> _Consignes_
1. Dans le texte sur le rapport 2019 du Civen, quelle fonction est attribuée au père Auguste Uebe-Carlson ?
2. Résumez en trois phrases au plus le paragraphe du texte sur le rapport 2019 du Civen qui commence par « Ils sont décalés. », sans perdre ses faits principaux.
3. Rédigez la suite du texte sur le rapport 2019 du Civen, à partir de sa dernière phrase.

> _Source_
━━━━━━━━━━━━━━━━━━━━

Le père Auguste Uebe-Carlson, président de l’association 193.
 
Quelle lecture faites-vous des chiffres du rapport d’activité 2019 du Civen ?
Ils sont décalés. L’article de Tahiti Infos précise d’ailleurs bien qu’ils ne concernent pas beaucoup de nouveaux dossiers. Le problème avec ces tableaux c’est que l’on a l’impression que ce sont des chiffres à l’instant T. Or, il s’agit de beaucoup de dossiers traités dans le cadre de réexamens. On veut nous faire croire aujourd’hui que l’augmentation du nombre d’indemnisation serait le fruit de l’année 2019. Mais ce n’est pas le cas.
Ces chiffres sont dans la droite ligne de tout ce que fait le Civen. Faut-il rappeler les liens de ce comité avec l’armée ? Comment sont nommés ses membres ? Ce rapport, c’est de la communication pour défendre la position de l’Etat dans ce dossier des indemnisations des victimes du nucléaire.
 
On y constate tout de même une nette augmentation des décisions d’indemnisation depuis 2018.

━━━━━━━━━━━━━━━━━━━━

> _Items fournis_
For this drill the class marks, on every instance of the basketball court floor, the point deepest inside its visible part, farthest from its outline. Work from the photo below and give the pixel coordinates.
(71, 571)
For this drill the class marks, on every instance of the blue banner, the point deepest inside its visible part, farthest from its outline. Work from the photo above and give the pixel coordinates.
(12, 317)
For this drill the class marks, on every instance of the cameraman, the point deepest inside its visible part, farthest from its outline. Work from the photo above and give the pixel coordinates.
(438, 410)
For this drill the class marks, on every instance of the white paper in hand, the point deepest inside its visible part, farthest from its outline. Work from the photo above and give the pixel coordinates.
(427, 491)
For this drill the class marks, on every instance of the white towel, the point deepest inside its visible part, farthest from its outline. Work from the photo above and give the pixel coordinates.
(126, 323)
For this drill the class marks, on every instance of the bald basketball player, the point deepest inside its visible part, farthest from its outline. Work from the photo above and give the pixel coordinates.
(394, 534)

━━━━━━━━━━━━━━━━━━━━

> _Réponses par consigne_
1. Il est président de l'association 193.

2. Les chiffres sont décalés et, comme le précise Tahiti Infos, ils concernent peu de nouveaux dossiers. Les tableaux donnent l'impression de chiffres à l'instant T, alors qu'il s'agit surtout de dossiers traités dans le cadre de réexamens. La hausse du nombre d'indemnisations n'est donc pas le fruit de l'année 2019.

3.
En 2017, la disparition du risque négligeable a changé la donne. Quant à 2018, les bons chiffres sont la conséquence de cette suppression dans la loi Morin et de l’obligation faite au Civen de réexaminer les dossiers rejetés. Avec l’amendement Tetuanui, fin 2018, tout a été remis en cause.
 
Pourtant le rapport d’activité constate 126 décisions d’indemnisation en 2019. 
L’amendement Tetuanui a été adopté le 28 décembre 2018. Moins d’une semaine après nous avons eu 25 dossiers acceptés par le Civen, sans même passer d’audition. Ils sont dans les chiffres de 2019… Peu avant le passage d’Alain Chrisnacht en Polynésie, l’année dernière le Civen a rendu, comme ça, 15 avis favorables toujours sans audition. On a l’impression que ces décisions sont arbitraires, à seule fin de prouver que le processus d’indemnisation fonctionne bien.
Ce qui nous interpelle en 2019, c’est surtout les 92 dossiers rejetés sur le fondement de l’amendement Tetuanui.
Quant au total de 1,3 milliard de Fcfp d’indemnisations accordées l’année dernière, je ne sais pas où ils sont allés chercher ces chiffres. Ils annoncent une indemnité moyenne de 70 000 euros. La moyenne que nous constatons dans l’association 193 est au moins deux fois inférieure.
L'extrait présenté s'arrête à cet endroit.